■ **WHAT YOU ARE ASKED TO DO**: Once the line containing "Query: overcast sky" is found in the entries below, reproduce it and every line after it, stopping at and including the line containing "Check that every instance of the pediment"; reproduce nothing else, and keep each line exact.

========

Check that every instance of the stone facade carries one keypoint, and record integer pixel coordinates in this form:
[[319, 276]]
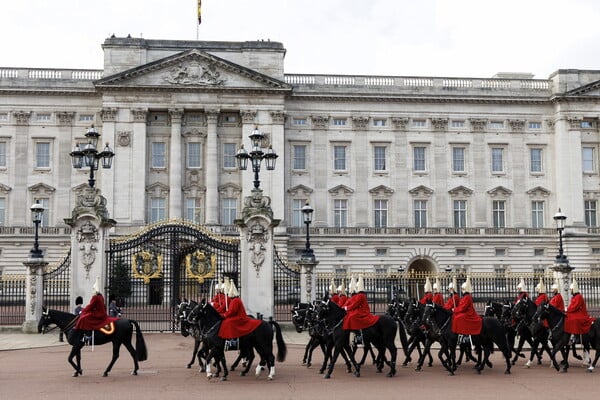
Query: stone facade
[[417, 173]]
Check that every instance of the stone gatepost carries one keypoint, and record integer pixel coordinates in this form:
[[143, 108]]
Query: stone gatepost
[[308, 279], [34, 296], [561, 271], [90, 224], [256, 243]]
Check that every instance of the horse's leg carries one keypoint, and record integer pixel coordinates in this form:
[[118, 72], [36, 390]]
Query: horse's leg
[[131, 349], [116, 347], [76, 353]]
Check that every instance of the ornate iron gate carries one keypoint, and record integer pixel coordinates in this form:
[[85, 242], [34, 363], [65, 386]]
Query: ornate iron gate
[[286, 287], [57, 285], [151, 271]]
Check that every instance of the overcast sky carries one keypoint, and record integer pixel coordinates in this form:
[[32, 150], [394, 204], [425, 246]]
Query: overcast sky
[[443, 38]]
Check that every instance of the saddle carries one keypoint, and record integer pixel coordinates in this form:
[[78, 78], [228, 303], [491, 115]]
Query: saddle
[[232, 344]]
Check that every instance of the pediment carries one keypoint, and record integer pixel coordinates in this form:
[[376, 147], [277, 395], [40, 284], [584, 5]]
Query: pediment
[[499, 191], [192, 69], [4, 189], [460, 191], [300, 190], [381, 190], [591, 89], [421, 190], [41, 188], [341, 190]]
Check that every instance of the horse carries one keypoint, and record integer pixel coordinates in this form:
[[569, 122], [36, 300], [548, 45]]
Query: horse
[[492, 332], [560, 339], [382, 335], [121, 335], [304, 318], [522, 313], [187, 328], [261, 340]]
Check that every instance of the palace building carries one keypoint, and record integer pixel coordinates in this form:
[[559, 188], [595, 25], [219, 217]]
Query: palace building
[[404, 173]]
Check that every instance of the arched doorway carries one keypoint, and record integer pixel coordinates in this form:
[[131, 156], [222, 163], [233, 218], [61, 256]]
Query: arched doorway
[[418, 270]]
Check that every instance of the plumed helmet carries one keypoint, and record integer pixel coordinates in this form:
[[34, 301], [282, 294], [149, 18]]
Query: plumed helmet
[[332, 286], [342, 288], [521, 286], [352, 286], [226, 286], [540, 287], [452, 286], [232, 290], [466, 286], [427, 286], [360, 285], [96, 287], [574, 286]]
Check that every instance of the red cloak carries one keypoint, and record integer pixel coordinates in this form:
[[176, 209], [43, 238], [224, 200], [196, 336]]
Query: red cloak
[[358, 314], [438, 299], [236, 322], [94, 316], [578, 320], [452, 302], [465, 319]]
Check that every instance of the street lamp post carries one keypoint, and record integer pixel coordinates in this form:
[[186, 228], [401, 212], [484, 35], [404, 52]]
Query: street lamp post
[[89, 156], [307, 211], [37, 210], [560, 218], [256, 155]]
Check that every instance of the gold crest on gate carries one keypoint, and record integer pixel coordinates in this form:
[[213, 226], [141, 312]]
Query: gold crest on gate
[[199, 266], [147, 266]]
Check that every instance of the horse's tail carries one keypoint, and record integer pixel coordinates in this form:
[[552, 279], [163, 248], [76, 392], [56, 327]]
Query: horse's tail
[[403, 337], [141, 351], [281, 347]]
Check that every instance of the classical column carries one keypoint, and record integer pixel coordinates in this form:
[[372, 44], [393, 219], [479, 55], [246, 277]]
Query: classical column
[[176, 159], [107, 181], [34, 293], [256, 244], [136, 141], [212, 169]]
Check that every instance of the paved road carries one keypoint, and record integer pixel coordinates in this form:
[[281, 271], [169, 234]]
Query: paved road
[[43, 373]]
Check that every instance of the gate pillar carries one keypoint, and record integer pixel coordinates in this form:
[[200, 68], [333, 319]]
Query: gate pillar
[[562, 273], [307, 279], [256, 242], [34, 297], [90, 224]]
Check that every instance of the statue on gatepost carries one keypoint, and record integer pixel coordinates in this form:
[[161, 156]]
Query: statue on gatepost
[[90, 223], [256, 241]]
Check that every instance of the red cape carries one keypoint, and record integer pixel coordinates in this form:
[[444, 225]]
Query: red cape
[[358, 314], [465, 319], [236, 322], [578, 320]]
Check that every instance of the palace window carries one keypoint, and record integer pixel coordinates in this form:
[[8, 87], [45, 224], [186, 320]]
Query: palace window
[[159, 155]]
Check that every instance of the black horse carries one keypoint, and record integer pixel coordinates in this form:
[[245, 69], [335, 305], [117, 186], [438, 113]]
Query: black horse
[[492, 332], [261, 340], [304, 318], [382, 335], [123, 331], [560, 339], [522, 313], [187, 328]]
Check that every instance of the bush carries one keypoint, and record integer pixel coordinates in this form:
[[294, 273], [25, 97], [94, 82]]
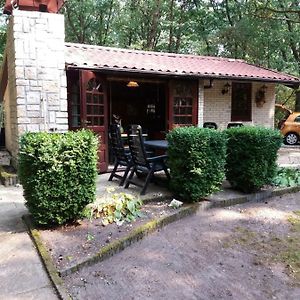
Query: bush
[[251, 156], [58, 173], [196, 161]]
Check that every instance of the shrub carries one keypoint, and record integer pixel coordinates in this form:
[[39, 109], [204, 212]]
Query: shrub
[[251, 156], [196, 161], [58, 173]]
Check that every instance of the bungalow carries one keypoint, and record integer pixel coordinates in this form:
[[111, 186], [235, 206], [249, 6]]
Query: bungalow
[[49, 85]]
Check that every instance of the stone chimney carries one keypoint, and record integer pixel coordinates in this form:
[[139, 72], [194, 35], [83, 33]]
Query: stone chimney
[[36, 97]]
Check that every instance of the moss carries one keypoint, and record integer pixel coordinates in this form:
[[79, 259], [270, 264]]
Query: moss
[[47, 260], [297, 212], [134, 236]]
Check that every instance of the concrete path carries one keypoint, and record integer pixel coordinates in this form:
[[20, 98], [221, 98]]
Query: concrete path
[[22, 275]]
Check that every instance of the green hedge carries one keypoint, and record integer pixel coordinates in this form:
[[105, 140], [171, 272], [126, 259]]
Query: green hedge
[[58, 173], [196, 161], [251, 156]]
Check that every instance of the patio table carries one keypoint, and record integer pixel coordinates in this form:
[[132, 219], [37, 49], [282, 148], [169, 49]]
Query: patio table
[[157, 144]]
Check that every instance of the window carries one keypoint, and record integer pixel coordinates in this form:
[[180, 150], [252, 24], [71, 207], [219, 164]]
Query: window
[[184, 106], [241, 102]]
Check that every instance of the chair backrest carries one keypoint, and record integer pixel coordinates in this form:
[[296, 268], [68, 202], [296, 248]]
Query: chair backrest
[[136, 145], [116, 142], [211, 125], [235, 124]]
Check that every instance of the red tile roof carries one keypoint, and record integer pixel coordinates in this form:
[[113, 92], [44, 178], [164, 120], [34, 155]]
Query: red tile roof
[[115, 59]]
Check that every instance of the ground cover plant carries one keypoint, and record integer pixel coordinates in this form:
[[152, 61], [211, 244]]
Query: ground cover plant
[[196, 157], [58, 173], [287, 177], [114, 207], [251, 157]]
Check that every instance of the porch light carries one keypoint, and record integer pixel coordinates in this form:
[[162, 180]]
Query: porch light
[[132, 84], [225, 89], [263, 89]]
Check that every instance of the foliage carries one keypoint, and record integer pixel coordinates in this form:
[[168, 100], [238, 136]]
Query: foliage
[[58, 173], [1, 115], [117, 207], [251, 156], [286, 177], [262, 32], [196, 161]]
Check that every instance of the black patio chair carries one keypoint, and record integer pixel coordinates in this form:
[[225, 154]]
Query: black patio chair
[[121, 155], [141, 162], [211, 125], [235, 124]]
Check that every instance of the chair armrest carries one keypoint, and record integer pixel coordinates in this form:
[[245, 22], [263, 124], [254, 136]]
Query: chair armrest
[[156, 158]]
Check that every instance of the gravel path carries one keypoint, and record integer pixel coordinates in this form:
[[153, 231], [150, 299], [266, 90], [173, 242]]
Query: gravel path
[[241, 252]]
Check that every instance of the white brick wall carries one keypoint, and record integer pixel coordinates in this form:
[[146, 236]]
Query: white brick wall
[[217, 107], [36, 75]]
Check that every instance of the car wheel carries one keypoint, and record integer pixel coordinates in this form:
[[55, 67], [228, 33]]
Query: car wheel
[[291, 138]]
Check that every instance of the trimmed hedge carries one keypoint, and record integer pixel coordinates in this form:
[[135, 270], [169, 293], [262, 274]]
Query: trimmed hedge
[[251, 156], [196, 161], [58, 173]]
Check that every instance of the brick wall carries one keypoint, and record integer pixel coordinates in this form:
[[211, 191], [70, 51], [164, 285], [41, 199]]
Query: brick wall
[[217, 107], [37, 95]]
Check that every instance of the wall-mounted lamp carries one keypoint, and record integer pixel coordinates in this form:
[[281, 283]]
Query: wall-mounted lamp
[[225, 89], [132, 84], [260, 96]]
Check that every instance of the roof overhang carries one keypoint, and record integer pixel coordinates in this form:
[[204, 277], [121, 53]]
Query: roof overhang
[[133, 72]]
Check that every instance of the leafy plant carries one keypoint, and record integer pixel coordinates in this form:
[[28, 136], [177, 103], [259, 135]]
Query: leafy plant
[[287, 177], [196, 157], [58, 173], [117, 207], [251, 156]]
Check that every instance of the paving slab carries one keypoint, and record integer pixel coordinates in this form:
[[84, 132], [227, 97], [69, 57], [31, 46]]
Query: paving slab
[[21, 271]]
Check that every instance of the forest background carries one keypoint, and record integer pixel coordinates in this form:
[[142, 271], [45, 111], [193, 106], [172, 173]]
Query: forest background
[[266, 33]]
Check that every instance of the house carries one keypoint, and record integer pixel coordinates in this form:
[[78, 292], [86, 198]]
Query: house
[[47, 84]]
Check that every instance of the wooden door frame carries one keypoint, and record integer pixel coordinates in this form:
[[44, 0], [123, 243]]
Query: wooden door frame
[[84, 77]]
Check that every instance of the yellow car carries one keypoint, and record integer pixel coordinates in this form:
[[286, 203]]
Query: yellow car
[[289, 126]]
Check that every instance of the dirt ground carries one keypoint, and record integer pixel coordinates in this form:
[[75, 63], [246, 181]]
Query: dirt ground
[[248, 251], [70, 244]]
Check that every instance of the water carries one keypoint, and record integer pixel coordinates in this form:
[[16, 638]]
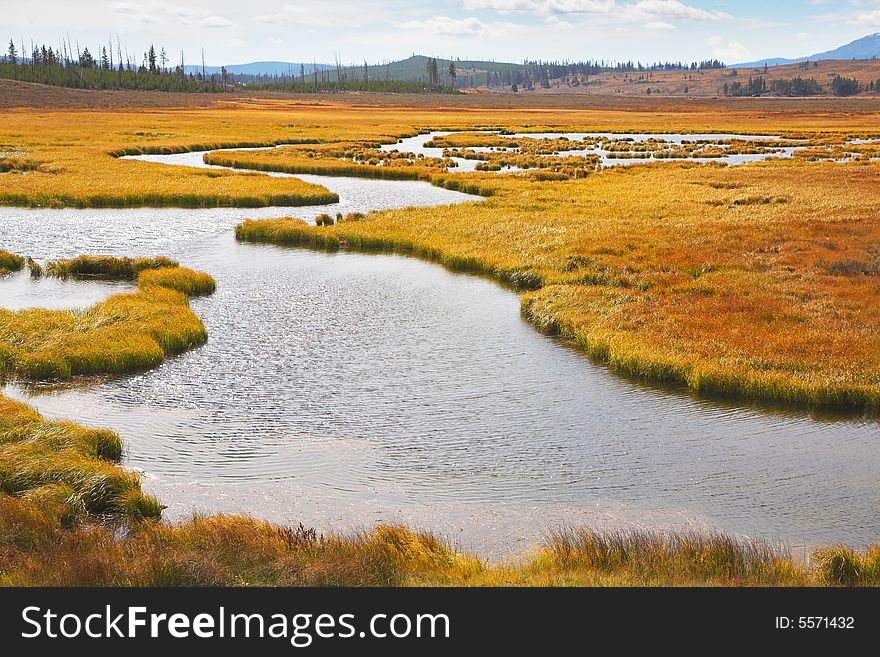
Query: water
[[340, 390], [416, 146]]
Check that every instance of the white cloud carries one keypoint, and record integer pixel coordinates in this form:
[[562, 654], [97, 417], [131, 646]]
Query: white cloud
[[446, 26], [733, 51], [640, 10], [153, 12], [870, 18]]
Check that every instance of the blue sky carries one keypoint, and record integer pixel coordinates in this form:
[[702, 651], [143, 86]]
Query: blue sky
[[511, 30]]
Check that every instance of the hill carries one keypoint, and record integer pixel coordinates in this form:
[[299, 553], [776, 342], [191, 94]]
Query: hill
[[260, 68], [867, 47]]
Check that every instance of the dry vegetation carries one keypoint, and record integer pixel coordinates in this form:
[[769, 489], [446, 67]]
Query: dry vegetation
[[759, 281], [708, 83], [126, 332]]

========

■ **ANSWER**:
Query: overcast sky
[[443, 38]]
Check that every instance of the saddle carries one keypoint, and record integer pixel coordinates in this form:
[[78, 78], [228, 303], [491, 115]]
Query: saddle
[[232, 344]]
Check that every instance of the pediment carries one keypoint, and record integer pixel coordinates in this form:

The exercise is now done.